#### Work order:
Write out exactly the lines that run from the one containing "Query: distant building" to the end of the entries below, with both end lines included.

#### Exercise data:
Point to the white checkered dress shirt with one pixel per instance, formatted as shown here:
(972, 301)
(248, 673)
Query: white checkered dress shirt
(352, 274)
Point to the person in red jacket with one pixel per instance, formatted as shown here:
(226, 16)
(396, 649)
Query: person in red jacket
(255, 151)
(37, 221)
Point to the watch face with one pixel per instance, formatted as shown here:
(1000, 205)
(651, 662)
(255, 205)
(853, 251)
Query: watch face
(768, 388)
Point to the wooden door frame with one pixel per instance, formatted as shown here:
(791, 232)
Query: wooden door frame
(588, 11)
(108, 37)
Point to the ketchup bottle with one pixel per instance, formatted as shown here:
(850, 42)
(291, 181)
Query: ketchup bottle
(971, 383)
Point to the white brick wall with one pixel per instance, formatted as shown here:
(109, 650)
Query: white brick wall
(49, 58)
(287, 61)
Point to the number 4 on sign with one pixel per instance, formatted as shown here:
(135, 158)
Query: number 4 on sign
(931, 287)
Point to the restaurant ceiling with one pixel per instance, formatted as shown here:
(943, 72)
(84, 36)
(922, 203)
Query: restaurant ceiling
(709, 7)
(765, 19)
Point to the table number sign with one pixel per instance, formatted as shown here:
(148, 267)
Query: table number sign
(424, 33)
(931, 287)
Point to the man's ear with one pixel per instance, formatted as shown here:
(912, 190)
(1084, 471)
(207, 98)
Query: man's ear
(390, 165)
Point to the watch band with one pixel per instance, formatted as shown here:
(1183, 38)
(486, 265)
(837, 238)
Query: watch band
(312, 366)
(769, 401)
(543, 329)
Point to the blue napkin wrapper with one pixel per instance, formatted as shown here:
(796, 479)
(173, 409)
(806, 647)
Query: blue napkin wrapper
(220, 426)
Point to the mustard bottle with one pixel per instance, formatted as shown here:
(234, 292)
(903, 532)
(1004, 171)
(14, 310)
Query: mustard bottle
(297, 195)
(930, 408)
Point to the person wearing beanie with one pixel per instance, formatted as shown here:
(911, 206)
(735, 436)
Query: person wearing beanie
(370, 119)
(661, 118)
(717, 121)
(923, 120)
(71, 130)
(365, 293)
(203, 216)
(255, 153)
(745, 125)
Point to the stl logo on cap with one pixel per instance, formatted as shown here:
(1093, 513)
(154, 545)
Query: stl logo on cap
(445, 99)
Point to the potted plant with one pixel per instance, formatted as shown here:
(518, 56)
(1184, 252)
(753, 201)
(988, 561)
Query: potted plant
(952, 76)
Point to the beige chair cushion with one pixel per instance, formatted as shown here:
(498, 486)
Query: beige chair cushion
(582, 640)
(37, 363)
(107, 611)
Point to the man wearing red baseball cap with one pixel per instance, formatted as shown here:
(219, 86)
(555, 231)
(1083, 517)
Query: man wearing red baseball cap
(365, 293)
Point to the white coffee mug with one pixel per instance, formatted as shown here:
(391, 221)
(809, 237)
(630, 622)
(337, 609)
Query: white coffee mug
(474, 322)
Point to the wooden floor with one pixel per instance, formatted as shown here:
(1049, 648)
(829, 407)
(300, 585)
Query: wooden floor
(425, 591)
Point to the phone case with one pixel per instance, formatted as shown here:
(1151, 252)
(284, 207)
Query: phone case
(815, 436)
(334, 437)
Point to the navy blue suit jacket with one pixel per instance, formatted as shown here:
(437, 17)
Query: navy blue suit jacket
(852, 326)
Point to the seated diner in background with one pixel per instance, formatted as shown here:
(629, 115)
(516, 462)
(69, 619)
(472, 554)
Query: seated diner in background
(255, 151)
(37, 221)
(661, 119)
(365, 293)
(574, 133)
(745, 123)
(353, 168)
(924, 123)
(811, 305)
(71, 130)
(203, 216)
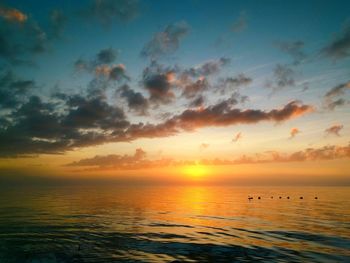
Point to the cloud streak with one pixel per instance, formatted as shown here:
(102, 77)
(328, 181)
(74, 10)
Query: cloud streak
(167, 41)
(139, 160)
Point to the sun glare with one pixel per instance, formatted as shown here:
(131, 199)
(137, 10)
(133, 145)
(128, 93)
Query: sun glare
(196, 170)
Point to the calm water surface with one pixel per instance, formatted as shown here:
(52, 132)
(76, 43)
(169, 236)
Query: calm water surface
(164, 224)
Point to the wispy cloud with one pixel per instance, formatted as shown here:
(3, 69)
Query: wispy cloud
(167, 41)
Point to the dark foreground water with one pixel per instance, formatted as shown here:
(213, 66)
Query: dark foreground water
(164, 224)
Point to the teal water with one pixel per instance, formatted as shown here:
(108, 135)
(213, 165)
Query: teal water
(182, 224)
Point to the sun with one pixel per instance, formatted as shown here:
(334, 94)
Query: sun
(195, 170)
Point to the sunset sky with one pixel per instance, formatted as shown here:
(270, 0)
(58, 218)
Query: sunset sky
(175, 90)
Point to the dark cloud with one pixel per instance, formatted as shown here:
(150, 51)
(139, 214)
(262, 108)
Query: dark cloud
(72, 121)
(339, 47)
(232, 83)
(338, 90)
(102, 59)
(159, 81)
(294, 49)
(218, 115)
(101, 66)
(113, 160)
(335, 96)
(106, 56)
(192, 89)
(12, 14)
(335, 129)
(167, 41)
(57, 22)
(208, 68)
(139, 160)
(136, 101)
(240, 24)
(197, 102)
(108, 11)
(118, 73)
(283, 77)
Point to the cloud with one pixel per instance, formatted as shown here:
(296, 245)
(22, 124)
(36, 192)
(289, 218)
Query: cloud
(197, 102)
(339, 47)
(192, 89)
(20, 37)
(218, 115)
(106, 56)
(237, 137)
(103, 58)
(113, 160)
(331, 98)
(139, 160)
(203, 146)
(12, 14)
(57, 21)
(283, 77)
(101, 65)
(167, 41)
(66, 123)
(208, 68)
(335, 129)
(324, 153)
(13, 90)
(338, 90)
(294, 49)
(240, 24)
(108, 11)
(136, 101)
(233, 83)
(159, 81)
(294, 132)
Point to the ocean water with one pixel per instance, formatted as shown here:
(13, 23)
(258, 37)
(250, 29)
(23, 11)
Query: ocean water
(174, 224)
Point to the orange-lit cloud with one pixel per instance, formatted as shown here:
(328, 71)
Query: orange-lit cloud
(294, 132)
(335, 129)
(139, 161)
(203, 146)
(237, 137)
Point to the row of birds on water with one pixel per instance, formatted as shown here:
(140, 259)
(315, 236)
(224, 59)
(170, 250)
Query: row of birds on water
(259, 197)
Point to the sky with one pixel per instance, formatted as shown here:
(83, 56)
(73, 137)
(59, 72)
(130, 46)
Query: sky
(215, 91)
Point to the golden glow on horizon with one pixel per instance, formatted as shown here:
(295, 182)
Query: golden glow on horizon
(196, 170)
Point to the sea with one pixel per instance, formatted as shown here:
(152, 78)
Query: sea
(123, 223)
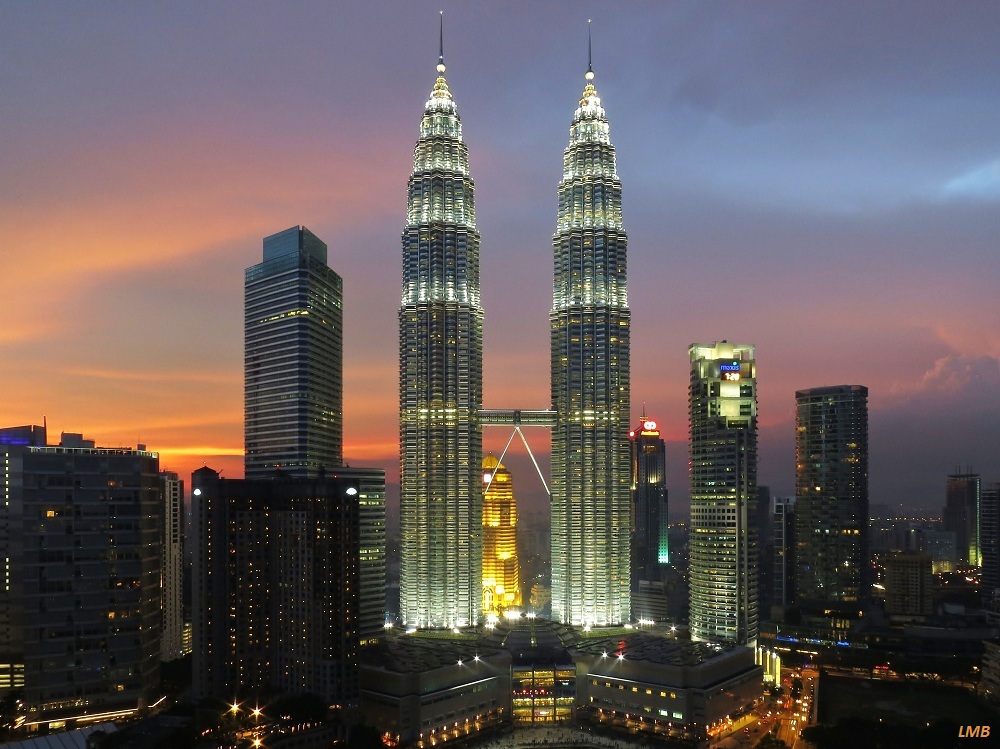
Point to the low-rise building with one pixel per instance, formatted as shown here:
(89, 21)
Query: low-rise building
(418, 690)
(653, 684)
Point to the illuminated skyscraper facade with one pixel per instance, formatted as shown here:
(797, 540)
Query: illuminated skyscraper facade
(831, 496)
(440, 379)
(961, 516)
(293, 359)
(590, 380)
(501, 570)
(723, 540)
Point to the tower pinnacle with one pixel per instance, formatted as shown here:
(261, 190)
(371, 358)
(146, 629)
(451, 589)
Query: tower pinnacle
(441, 67)
(590, 54)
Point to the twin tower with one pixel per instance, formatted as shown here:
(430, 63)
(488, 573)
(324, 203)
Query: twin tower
(441, 382)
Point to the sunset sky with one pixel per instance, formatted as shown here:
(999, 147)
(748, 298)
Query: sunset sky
(819, 179)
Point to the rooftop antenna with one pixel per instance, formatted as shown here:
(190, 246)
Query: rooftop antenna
(441, 45)
(590, 53)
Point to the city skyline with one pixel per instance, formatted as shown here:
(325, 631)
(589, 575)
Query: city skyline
(855, 194)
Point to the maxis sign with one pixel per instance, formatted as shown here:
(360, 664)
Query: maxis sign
(973, 732)
(730, 371)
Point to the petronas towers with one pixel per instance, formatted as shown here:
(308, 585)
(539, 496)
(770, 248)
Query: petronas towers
(440, 380)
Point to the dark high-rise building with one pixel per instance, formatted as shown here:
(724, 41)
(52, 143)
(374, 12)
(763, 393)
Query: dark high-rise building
(80, 532)
(293, 366)
(440, 379)
(723, 542)
(276, 585)
(831, 496)
(650, 551)
(961, 516)
(989, 543)
(371, 550)
(783, 551)
(590, 335)
(172, 645)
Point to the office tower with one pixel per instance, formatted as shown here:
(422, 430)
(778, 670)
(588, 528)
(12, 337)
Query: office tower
(909, 584)
(723, 541)
(81, 600)
(649, 503)
(293, 367)
(961, 516)
(765, 550)
(831, 496)
(590, 380)
(783, 548)
(440, 379)
(276, 585)
(989, 542)
(371, 550)
(172, 568)
(501, 570)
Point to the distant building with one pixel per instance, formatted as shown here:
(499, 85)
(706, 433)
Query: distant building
(172, 643)
(909, 585)
(961, 516)
(501, 571)
(81, 531)
(276, 585)
(783, 515)
(650, 546)
(723, 541)
(293, 358)
(989, 542)
(371, 550)
(831, 496)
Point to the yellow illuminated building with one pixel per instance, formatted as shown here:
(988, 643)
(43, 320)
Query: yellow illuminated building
(501, 571)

#### The answer:
Query: distant building
(172, 643)
(909, 585)
(961, 516)
(501, 571)
(81, 531)
(276, 585)
(783, 515)
(650, 546)
(723, 541)
(293, 358)
(989, 542)
(371, 550)
(831, 496)
Point to the yellow illuminated building with one pixel per instance, formatted as shown here:
(988, 643)
(43, 320)
Query: yellow illuminated building
(501, 571)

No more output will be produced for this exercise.